Point-based annotation data:
────────
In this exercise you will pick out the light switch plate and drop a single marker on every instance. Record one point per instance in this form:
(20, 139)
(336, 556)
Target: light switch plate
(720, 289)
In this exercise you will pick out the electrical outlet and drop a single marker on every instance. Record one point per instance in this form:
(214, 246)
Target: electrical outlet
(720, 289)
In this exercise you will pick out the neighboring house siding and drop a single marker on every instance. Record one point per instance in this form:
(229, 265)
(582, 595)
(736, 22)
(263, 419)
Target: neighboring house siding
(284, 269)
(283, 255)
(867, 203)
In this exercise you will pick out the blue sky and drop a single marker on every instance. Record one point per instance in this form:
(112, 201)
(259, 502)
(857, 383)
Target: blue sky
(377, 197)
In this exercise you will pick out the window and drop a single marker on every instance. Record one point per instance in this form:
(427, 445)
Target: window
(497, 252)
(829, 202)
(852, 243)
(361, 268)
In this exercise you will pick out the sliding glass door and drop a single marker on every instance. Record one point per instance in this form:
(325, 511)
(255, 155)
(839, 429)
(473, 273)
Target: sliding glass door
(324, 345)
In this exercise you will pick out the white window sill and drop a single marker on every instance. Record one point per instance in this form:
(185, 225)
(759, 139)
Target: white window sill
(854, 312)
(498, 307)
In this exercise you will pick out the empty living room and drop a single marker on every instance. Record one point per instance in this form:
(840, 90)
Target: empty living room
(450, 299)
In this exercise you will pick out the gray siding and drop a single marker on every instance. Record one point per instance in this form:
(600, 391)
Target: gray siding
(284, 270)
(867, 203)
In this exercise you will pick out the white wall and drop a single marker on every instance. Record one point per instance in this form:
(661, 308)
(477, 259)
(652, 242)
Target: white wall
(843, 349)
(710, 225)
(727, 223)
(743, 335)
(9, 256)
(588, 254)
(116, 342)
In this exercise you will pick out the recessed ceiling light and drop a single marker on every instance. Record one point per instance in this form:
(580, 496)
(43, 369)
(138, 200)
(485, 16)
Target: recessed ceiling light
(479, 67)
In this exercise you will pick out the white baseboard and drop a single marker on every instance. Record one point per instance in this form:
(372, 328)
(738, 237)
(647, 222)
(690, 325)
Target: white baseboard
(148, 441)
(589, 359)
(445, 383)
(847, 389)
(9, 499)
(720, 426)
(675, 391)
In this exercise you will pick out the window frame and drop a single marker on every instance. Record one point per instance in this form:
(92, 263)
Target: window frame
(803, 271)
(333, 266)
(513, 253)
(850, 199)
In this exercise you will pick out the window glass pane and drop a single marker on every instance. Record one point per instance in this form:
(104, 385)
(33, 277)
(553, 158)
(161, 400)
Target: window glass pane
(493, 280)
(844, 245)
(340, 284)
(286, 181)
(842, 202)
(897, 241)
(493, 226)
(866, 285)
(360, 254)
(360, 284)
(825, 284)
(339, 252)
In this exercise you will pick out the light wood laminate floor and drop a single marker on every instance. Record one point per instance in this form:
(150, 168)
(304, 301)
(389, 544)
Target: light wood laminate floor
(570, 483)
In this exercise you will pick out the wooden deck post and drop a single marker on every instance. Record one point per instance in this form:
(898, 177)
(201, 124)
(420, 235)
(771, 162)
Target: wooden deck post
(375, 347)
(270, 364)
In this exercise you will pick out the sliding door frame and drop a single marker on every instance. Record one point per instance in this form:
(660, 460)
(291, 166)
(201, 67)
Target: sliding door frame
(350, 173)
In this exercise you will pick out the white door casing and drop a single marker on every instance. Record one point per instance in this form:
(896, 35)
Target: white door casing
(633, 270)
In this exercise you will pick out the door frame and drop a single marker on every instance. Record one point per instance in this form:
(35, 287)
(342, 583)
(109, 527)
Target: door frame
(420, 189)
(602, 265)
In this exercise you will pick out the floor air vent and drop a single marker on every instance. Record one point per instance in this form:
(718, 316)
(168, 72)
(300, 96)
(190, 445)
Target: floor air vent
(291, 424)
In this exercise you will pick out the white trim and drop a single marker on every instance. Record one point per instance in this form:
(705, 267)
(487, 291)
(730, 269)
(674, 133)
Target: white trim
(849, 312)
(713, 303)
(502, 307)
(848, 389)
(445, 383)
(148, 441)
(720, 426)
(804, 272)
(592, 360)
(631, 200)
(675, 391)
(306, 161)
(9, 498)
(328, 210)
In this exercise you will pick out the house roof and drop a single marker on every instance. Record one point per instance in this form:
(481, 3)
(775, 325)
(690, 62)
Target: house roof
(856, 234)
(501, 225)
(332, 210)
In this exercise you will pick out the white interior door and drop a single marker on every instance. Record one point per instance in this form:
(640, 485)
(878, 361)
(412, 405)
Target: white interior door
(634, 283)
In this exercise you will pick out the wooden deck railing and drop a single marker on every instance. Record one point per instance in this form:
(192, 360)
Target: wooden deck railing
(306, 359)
────────
** WHAT THE TASK REQUIRES **
Without leaving anything out, give the entries again exactly.

** EXERCISE SOLUTION **
In this exercise you will pick out the light switch plate and drop a single marker on every instance. Record one point per instance in this form:
(20, 139)
(336, 556)
Target: light switch plate
(720, 289)
In this exercise you will pick out the electrical outlet and drop a single marker on every instance. Record one point per instance in this form:
(214, 246)
Target: electrical outlet
(720, 289)
In this exercise you will pick out the neighboring house siding and drop a single marker on every instance. Record one point per instance in this form:
(229, 265)
(582, 595)
(736, 22)
(263, 419)
Target: neighboring house siding
(284, 269)
(283, 255)
(867, 203)
In this exercise you will pick out the blue sky and drop a single marker on every instance. Record one point per instance in this form:
(112, 201)
(259, 502)
(857, 383)
Target: blue sky
(377, 197)
In this exercise you will pick out the window and drop a single marker on every instance. Record one point per instance in this form:
(427, 445)
Target: window
(497, 252)
(829, 202)
(852, 243)
(361, 268)
In this exercise you will pick out the sliding glass door and drop a single marker on every instance. Record one point per instance in this form:
(325, 511)
(255, 155)
(839, 429)
(473, 273)
Target: sliding glass door
(324, 345)
In this exercise you will pick out the white window sill and drop a single marker on every instance. Record one point per instance in this form:
(185, 225)
(759, 139)
Target: white window sill
(854, 312)
(498, 307)
In this exercise you will pick out the empty living room and drop a single marker on every instance. Record one point per instance in this form:
(840, 90)
Target: empty living room
(450, 299)
In this exercise you will pick out the gray siding and drop a single marker on every instance. Record one point per instance in this form:
(600, 391)
Target: gray siding
(284, 270)
(867, 203)
In this exercise you will pick out the white wall and drop a single marker on every instance. Record one point per instance in this form:
(661, 308)
(477, 259)
(652, 242)
Target: white wall
(843, 349)
(710, 225)
(727, 223)
(743, 335)
(9, 256)
(588, 254)
(116, 342)
In this exercise you will pick out the recessed ceiling light and drop a single marker on every instance. Record one point per instance in this form:
(580, 496)
(43, 369)
(138, 200)
(485, 16)
Target: recessed ceiling light
(479, 67)
In this exercise you will pick out the white baseboard and drop a single marker on every instance. Record one point per instance in this form:
(372, 328)
(738, 237)
(647, 222)
(690, 325)
Target: white baseboard
(148, 441)
(589, 359)
(445, 383)
(847, 389)
(9, 499)
(720, 426)
(675, 391)
In this exercise you will pick out the window frame and drop a single marker on every instance. Record one point per instance in this form:
(92, 263)
Target: window frame
(803, 271)
(333, 266)
(513, 253)
(850, 199)
In this exercise you will pick out the window glass pane and drop a single marker on every instance. Record one point per instance in this form:
(104, 385)
(33, 277)
(553, 158)
(161, 400)
Target: window glass pane
(493, 280)
(844, 245)
(340, 284)
(286, 181)
(842, 202)
(897, 241)
(493, 226)
(866, 285)
(360, 254)
(360, 284)
(825, 284)
(339, 252)
In this exercise you will pick out the light wood laminate floor and drop a single marker on every instance. Record one point per instance in this form:
(150, 168)
(304, 301)
(389, 544)
Target: light wood laminate floor
(570, 483)
In this exercise you will pick out the wooden deck post and drop a single marker on every instance. Record one point per instance in this form:
(898, 177)
(201, 124)
(420, 235)
(771, 162)
Target: wooden deck post
(375, 347)
(270, 364)
In this exercise you will pick out the sliding door frame and drop a single marker on every instance. Record one point per instance in this form:
(660, 460)
(291, 166)
(201, 67)
Target: sliding door frame
(350, 173)
In this exercise you will pick out the white door casing and drop a single marker on every instance. Record one point per instance in this form:
(896, 35)
Target: white door casing
(633, 270)
In this exercise you will pick out the door frame and drop a single marker on every instance. Record one point per instance in this form:
(35, 287)
(342, 583)
(109, 527)
Target: door frame
(420, 189)
(602, 265)
In this exercise you will pick out the floor air vent and drop a single marker on every instance. Record one point per instance in this form:
(718, 316)
(168, 72)
(300, 96)
(190, 445)
Target: floor air vent
(291, 424)
In this exercise you will pick out the white trim and drop a single marker on every instance. Record one point per instance in this form:
(705, 267)
(487, 291)
(730, 269)
(674, 133)
Target: white trim
(849, 312)
(713, 303)
(502, 307)
(848, 389)
(445, 383)
(148, 441)
(720, 426)
(804, 272)
(592, 360)
(631, 200)
(675, 391)
(306, 161)
(9, 498)
(328, 210)
In this exercise you will pick out the house roof and drop a single marker on every instance. Record one point per instance in this form:
(481, 3)
(775, 325)
(690, 62)
Target: house roof
(856, 234)
(501, 225)
(332, 210)
In this exercise you will pick out the white interior door and drop a single marker on every instance. Record one point per instance in this form:
(640, 485)
(878, 361)
(412, 405)
Target: white interior door
(634, 283)
In this exercise you will pick out the wooden deck railing and drop a single marker on every instance. Record one point per instance in this form:
(192, 360)
Target: wooden deck railing
(306, 359)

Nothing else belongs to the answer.